— Source records —

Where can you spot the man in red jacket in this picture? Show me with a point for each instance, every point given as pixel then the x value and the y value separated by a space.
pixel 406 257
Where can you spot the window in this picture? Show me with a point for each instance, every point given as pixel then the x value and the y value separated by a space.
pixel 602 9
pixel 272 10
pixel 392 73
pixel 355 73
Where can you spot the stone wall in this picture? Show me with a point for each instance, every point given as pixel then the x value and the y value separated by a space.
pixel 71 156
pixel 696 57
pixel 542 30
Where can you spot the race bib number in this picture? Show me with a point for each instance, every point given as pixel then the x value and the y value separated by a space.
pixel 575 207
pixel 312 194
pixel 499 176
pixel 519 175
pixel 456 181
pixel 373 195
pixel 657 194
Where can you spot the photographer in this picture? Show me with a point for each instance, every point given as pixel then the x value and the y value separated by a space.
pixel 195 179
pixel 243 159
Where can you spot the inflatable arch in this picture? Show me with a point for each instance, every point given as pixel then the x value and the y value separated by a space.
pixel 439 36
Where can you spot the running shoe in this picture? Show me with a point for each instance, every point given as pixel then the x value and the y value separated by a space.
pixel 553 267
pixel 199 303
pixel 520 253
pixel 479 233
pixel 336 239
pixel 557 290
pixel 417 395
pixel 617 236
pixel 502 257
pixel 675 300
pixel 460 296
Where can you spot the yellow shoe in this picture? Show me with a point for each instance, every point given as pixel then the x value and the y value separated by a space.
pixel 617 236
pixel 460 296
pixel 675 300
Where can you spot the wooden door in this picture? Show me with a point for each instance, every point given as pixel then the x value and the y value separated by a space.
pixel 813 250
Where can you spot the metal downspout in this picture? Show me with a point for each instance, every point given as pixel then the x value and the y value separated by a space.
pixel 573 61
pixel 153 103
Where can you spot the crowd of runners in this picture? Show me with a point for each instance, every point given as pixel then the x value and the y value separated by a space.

— What the exercise asks —
Copy out the records once more. Match them exactly.

— Finished task —
Where can you spot the man in red jacket in this picture? Show me with a point for each instance, every point given as pixel then the x value and the y value separated by a space.
pixel 406 257
Where can you spot the window in this picture? Show me with a point for each instance, every point given as pixel then the x value and the y value separated by a space.
pixel 602 9
pixel 272 10
pixel 392 73
pixel 355 73
Where can you spot the stone wall in this picture? Show me with a point for each instance, every point given as pixel then the x value and the y value separated by a space.
pixel 71 156
pixel 696 57
pixel 542 30
Where can you spot the race bib number in this picture? Show me with a point for each instance, every point given as pixel then the x value and the y value separated by a space.
pixel 575 207
pixel 312 194
pixel 499 176
pixel 519 175
pixel 456 181
pixel 373 195
pixel 657 194
Where can you spot the photographer in this picture? Show me with a point for each instance, every point given as pixel then the x value and the y value separated by a space.
pixel 195 179
pixel 243 159
Where can you spot the inflatable arch in this picture? Show me with a point for each instance, every point given as pixel then the x value and the y value separated by a space.
pixel 439 36
Where can you spot the running shoe in this picture? Show me with a point for each instance, every point given as pixel then the x value and the y value separated by a space.
pixel 553 267
pixel 199 303
pixel 520 253
pixel 479 233
pixel 336 239
pixel 557 290
pixel 417 395
pixel 617 236
pixel 502 257
pixel 675 300
pixel 460 296
Where can you spot the yellow shoe in this picture? Show me with a point for each instance, every point given as pixel then the x value and the y value separated by a space.
pixel 617 236
pixel 460 296
pixel 675 300
Where can you spot the wooden door in this picture? Show me with a point for each instance, every point given as pixel then the x value and the y value separated by a space.
pixel 813 250
Where can you spot the metal downspout in this picture? Show me with a point for each instance, every point given as pixel then the x value and the y value separated by a space.
pixel 573 61
pixel 153 103
Where can you spot the crowd of runners in this picture? Show me with a point for each instance, every point given as pixel then the x value and the y value separated by a space.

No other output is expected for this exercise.